- _SUPPLIED MATERIAL_:
--------------------------------
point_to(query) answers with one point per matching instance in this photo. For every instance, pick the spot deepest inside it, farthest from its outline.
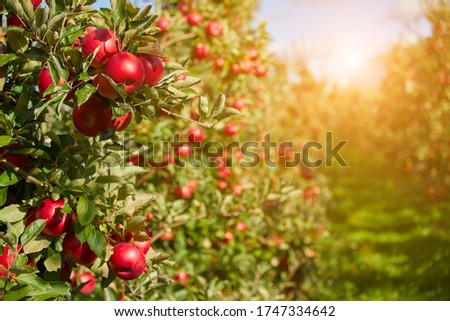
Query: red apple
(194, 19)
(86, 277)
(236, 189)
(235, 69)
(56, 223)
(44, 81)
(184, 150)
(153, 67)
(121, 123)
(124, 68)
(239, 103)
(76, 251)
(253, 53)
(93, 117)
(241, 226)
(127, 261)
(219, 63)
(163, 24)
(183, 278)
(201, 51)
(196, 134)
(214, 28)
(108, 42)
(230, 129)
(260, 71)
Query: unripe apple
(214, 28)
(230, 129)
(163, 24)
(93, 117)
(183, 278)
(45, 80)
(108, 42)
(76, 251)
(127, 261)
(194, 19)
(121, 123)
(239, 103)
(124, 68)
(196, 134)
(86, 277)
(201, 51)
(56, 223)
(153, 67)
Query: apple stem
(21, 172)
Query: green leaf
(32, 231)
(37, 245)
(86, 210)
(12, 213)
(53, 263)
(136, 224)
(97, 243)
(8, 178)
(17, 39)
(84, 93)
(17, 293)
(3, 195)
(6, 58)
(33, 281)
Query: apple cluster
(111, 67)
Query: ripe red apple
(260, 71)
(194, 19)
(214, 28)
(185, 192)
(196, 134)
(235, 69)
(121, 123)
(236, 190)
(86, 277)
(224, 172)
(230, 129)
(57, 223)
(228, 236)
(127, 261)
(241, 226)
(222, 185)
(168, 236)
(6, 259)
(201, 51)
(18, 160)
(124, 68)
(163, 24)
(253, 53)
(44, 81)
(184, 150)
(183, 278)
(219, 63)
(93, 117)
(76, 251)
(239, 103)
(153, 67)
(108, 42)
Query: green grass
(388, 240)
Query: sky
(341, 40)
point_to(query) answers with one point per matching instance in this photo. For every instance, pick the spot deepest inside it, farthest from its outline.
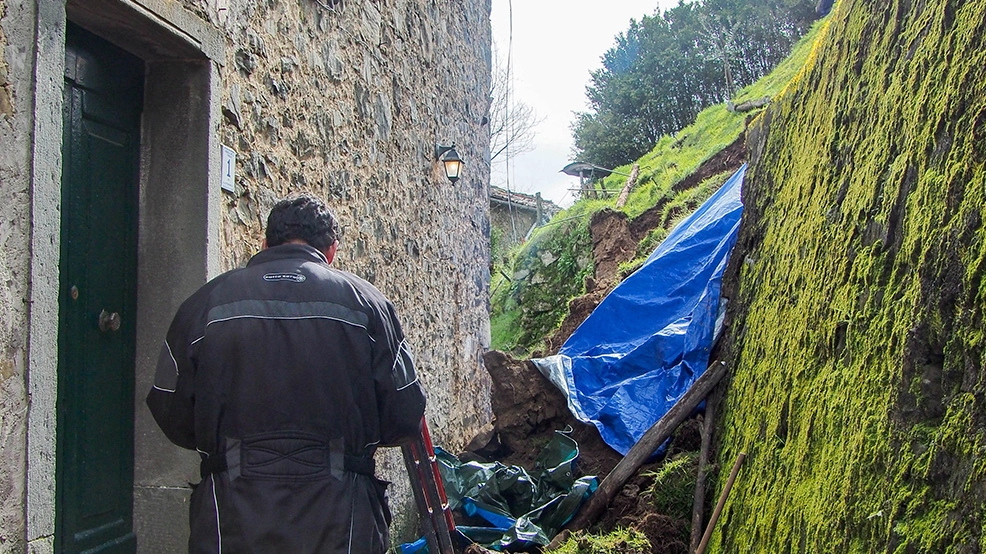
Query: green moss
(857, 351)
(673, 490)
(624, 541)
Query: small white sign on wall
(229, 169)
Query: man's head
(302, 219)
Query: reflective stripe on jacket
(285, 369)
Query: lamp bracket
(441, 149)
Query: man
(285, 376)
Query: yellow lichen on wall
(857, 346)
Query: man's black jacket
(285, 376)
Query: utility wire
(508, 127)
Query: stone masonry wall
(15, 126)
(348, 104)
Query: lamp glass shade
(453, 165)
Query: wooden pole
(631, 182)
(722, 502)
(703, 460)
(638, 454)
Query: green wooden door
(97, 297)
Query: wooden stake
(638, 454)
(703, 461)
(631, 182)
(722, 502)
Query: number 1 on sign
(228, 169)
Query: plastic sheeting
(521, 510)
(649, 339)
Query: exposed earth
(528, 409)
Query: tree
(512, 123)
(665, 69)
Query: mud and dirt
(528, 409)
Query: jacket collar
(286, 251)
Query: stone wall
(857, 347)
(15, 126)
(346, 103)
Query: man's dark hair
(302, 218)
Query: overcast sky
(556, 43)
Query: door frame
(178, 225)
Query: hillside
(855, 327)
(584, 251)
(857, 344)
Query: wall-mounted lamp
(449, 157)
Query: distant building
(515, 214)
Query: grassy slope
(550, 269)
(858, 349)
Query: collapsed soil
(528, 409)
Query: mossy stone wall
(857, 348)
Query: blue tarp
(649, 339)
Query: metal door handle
--------------------------------
Can you copy the listing above back out line for line, without changing a word, and leave out the pictures?

- _SOLVED PROBLEM_:
point_to(query) answers with one point per matching instance in this photo. For every instance, pick the spot deepest inside it, farthest from its outline.
Query: red apple
(194, 19)
(86, 277)
(236, 189)
(235, 69)
(56, 223)
(44, 81)
(184, 150)
(153, 67)
(121, 123)
(124, 68)
(239, 103)
(76, 251)
(253, 53)
(93, 117)
(241, 226)
(127, 261)
(219, 63)
(163, 24)
(183, 278)
(201, 51)
(196, 134)
(214, 28)
(108, 42)
(230, 129)
(260, 71)
Query: unripe apple
(214, 28)
(230, 129)
(163, 24)
(93, 117)
(183, 278)
(45, 80)
(108, 42)
(76, 251)
(127, 261)
(194, 19)
(121, 123)
(239, 103)
(124, 68)
(196, 134)
(86, 277)
(201, 51)
(56, 223)
(153, 67)
Query: apple stem
(21, 172)
Query: green leaf
(32, 231)
(37, 245)
(86, 210)
(12, 213)
(53, 263)
(136, 224)
(97, 243)
(8, 178)
(17, 39)
(84, 93)
(17, 293)
(3, 195)
(6, 58)
(33, 281)
Query: apple cluster
(111, 67)
Query: ripe red apple
(260, 71)
(194, 19)
(214, 28)
(185, 192)
(196, 134)
(235, 69)
(121, 123)
(236, 190)
(86, 277)
(224, 172)
(230, 129)
(57, 223)
(228, 236)
(127, 261)
(241, 226)
(222, 185)
(168, 236)
(6, 259)
(201, 51)
(18, 160)
(124, 68)
(163, 24)
(253, 53)
(44, 81)
(184, 150)
(183, 278)
(219, 63)
(93, 117)
(76, 251)
(239, 103)
(153, 67)
(108, 42)
Query: green grass
(388, 240)
Query: sky
(341, 40)
point_to(query) answers with one point per matching instance in this photo. For every instance, pick the spot deepest inside it, farthest from its outline.
Query: green moss
(857, 351)
(673, 490)
(624, 541)
Query: small white sign on wall
(229, 169)
Query: man's head
(302, 219)
Query: reflective stripe on jacket
(285, 369)
Query: lamp bracket
(441, 149)
Query: man
(285, 376)
Query: yellow lichen on wall
(857, 346)
Query: man's black jacket
(285, 376)
Query: utility wire
(508, 127)
Query: stone masonry wall
(15, 126)
(348, 104)
Query: lamp glass shade
(453, 165)
Query: wooden pole
(631, 182)
(722, 502)
(703, 460)
(638, 454)
Query: green wooden door
(97, 297)
Query: wooden stake
(638, 454)
(703, 461)
(631, 182)
(722, 502)
Query: number 1 on sign
(228, 169)
Query: plastic sheeting
(521, 510)
(649, 339)
Query: exposed earth
(528, 409)
Query: tree
(512, 123)
(665, 69)
Query: mud and dirt
(528, 409)
Query: jacket collar
(286, 251)
Query: stone wall
(857, 347)
(15, 126)
(346, 103)
Query: man's dark hair
(302, 218)
Query: overcast sky
(556, 43)
Query: door frame
(178, 225)
Query: hillside
(855, 327)
(584, 251)
(857, 344)
Query: wall-mounted lamp
(449, 157)
Query: distant building
(515, 214)
Query: grassy slope
(550, 269)
(858, 349)
Query: collapsed soil
(528, 409)
Query: mossy stone wall
(857, 348)
Query: blue tarp
(649, 339)
Query: metal door handle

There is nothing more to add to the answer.